Records for this task:
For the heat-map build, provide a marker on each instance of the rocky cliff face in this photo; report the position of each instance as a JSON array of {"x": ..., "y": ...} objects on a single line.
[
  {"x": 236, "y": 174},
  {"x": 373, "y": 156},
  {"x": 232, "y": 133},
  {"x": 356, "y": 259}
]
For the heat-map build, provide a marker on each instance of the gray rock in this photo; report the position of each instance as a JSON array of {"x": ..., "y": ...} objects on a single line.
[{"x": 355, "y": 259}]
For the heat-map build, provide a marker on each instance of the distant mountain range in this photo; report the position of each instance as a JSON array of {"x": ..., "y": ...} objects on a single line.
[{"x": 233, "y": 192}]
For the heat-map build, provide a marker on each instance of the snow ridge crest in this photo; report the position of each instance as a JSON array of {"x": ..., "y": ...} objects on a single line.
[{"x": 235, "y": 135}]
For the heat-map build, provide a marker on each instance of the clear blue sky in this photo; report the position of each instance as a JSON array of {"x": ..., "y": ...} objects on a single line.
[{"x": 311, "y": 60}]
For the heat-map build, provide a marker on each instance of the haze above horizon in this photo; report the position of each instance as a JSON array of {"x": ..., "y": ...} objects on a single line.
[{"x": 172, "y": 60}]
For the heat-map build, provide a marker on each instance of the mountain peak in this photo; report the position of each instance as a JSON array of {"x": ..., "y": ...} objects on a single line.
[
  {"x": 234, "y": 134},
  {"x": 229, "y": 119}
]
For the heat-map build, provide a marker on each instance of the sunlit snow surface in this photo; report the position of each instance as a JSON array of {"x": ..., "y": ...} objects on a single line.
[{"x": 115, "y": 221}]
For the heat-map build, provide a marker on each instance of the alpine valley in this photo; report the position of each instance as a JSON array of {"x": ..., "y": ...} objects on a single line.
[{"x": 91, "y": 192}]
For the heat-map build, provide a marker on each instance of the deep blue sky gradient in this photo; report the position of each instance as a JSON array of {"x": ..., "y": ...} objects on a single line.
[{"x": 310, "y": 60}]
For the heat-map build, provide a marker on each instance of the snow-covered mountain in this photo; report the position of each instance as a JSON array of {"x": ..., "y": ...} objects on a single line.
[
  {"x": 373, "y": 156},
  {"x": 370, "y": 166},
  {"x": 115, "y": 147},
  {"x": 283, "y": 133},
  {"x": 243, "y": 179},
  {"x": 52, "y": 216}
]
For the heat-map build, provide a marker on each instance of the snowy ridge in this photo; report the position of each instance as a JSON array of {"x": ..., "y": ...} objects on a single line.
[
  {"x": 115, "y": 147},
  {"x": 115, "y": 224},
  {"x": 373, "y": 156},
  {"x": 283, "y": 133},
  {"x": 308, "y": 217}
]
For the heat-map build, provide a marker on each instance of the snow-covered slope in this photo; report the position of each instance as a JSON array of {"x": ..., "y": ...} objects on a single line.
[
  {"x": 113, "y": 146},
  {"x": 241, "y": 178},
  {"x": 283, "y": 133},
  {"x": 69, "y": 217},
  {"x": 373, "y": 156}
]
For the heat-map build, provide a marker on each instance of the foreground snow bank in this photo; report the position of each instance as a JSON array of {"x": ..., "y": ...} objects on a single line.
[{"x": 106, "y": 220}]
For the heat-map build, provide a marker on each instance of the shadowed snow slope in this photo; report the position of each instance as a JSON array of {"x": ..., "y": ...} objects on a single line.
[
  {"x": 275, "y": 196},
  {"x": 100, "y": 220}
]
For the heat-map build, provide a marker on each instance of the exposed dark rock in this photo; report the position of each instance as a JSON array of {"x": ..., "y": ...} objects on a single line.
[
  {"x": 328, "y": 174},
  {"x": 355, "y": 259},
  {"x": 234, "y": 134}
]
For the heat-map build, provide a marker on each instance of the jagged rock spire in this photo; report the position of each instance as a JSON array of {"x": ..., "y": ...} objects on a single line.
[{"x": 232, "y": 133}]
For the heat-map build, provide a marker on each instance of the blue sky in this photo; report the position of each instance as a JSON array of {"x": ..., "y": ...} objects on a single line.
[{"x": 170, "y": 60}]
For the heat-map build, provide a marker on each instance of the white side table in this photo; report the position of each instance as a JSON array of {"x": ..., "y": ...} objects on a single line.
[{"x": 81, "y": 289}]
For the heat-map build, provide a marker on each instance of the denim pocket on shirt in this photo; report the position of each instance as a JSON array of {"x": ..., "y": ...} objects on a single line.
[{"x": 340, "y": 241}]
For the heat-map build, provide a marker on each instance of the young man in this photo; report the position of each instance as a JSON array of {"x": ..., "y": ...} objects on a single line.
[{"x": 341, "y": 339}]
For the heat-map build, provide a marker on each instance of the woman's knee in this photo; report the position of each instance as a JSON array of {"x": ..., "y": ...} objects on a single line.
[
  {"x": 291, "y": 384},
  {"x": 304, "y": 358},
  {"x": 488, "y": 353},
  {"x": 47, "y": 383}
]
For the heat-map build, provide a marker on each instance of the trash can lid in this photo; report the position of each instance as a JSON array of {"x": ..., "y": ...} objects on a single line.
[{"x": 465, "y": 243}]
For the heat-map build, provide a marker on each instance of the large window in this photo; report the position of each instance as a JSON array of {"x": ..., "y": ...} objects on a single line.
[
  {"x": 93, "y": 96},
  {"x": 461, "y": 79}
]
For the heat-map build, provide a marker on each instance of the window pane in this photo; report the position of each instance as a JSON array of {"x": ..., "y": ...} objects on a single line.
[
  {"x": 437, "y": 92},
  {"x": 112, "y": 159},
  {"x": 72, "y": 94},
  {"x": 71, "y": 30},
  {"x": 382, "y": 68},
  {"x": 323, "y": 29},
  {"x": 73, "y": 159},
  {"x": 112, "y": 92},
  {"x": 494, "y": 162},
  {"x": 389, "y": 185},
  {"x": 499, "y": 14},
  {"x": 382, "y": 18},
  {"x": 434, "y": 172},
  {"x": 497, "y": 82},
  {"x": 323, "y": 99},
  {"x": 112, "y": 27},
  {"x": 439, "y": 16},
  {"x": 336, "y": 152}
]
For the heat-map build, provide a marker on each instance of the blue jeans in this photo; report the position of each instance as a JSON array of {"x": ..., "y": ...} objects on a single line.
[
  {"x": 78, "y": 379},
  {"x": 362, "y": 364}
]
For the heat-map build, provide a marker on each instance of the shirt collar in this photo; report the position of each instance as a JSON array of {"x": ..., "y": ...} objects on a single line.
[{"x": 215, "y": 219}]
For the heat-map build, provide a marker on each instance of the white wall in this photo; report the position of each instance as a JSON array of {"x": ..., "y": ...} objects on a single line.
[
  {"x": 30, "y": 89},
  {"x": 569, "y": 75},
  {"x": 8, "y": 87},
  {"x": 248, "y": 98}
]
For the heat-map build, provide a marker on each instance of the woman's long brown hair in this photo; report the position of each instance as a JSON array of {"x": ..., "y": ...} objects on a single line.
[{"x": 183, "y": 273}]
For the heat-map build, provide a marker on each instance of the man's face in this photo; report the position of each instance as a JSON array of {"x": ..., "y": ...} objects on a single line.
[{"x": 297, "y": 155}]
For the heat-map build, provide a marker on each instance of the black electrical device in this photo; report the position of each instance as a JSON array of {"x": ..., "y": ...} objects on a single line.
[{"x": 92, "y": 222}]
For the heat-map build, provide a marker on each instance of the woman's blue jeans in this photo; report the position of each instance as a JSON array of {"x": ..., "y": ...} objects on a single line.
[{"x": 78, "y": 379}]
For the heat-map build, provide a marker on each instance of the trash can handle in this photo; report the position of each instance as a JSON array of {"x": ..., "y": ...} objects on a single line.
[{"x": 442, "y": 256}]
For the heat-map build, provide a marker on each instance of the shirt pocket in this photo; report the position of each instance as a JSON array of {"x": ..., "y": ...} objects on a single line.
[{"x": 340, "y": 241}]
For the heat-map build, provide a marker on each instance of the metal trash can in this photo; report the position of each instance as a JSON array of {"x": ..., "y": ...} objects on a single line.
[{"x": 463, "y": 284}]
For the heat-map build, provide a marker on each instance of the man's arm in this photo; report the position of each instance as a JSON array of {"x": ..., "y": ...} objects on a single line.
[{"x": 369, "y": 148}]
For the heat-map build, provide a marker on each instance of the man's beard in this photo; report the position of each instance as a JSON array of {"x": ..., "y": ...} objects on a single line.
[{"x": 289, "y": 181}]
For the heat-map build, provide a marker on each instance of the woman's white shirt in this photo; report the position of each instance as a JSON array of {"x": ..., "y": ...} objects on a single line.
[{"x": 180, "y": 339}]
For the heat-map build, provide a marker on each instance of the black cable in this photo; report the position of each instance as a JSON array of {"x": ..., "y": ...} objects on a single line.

Exercise requirements: Starting from the line containing "the woman's white", repeat each line through the end of the entries, exactly.

Expected answer:
For the heat-map build, provide a marker on each instance of the woman's white shirt in this photo; report the position of each instance as a JSON array of {"x": ..., "y": ...} objects on a single line.
[{"x": 180, "y": 339}]
For the heat-map build, provide a marker on each instance of the black cable in this photo; report the position of each instance as a JSON array of {"x": ..., "y": ...} objects on a single line.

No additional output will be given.